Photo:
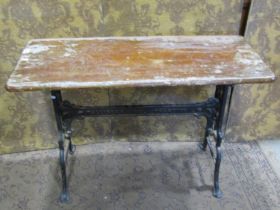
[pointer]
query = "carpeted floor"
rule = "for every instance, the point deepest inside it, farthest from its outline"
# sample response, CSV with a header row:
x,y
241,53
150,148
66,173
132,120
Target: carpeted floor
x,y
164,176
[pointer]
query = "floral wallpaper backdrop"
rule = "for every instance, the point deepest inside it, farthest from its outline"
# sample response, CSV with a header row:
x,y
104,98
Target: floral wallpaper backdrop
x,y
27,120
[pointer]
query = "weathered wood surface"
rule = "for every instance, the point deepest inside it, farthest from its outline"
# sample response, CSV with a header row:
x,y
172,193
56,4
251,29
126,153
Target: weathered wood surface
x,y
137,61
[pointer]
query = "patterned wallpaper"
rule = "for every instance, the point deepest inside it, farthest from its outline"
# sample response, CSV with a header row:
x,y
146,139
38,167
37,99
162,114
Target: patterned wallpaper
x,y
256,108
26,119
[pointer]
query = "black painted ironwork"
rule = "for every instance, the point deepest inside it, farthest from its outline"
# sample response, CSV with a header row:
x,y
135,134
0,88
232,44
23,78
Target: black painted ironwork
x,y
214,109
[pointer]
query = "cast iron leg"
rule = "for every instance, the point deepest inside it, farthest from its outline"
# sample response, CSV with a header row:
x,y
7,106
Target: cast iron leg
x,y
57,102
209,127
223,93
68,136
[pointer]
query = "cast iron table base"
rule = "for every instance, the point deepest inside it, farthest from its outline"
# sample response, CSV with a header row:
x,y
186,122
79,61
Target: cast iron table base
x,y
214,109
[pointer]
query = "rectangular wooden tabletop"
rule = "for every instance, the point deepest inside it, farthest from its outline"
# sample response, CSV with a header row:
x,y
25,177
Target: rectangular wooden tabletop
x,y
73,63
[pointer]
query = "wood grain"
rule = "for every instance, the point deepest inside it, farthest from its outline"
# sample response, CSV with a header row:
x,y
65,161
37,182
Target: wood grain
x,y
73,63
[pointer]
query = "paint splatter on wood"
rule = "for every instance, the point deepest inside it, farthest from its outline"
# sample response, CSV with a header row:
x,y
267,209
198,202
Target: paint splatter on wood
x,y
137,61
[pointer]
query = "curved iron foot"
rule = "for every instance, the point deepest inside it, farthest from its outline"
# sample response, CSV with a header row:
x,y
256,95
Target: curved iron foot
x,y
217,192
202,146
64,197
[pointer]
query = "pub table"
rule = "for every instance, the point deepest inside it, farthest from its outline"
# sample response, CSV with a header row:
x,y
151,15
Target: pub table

==============================

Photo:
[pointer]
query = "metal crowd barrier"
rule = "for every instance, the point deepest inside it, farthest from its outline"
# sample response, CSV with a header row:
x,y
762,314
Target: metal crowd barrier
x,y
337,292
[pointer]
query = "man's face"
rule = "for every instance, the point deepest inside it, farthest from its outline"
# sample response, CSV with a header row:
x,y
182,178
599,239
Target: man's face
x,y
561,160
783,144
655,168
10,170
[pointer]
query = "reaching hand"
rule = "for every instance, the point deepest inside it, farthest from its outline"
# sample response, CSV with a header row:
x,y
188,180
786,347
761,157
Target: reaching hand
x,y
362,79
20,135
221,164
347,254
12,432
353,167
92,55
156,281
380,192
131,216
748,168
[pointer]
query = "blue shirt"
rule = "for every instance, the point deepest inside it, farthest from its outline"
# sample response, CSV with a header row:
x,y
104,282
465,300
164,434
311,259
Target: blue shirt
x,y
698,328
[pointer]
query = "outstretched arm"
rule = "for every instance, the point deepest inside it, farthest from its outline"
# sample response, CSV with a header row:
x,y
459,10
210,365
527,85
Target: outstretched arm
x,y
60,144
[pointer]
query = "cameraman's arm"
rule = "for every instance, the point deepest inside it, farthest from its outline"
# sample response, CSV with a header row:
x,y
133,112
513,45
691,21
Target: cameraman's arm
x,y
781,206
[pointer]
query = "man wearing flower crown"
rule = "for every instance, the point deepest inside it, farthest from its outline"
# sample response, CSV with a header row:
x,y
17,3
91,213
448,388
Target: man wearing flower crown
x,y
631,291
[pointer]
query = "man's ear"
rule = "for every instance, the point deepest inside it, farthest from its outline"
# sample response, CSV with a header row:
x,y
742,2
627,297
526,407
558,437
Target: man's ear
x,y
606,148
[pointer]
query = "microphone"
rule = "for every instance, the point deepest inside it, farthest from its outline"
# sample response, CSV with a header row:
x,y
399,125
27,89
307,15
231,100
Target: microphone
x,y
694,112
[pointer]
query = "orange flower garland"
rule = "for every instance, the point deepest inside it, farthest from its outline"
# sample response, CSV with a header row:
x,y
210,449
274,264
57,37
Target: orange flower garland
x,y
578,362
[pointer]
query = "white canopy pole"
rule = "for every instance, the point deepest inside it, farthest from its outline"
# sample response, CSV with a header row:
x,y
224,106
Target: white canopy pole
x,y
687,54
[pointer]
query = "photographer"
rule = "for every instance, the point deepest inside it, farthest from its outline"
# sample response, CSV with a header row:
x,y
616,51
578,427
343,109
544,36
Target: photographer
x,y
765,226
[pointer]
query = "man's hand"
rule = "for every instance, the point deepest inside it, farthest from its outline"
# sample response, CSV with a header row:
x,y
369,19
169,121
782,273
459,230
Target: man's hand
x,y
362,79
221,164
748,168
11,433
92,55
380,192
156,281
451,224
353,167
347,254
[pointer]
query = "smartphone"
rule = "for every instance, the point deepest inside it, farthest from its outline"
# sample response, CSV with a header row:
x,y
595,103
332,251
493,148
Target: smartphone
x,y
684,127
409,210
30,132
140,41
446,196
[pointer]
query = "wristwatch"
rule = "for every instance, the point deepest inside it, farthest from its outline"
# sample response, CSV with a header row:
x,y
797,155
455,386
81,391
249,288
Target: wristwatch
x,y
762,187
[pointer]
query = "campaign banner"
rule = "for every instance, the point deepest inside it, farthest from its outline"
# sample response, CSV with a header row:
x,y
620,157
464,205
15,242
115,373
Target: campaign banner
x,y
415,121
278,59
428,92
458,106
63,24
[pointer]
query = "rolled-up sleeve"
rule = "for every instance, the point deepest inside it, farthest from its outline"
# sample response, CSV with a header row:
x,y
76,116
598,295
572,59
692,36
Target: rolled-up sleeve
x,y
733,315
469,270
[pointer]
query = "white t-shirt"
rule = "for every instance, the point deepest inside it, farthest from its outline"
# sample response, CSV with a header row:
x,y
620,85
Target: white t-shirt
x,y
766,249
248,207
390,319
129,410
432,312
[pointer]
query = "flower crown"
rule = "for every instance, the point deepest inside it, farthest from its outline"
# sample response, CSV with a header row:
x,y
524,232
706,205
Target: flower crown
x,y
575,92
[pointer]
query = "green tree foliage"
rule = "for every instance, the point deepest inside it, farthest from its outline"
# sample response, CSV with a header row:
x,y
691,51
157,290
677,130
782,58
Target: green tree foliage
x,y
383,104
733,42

==============================

WHAT YOU ARE ASKED TO DO:
How many lines in the data above contain the word "microphone"? Reply with only the number.

ANSWER:
2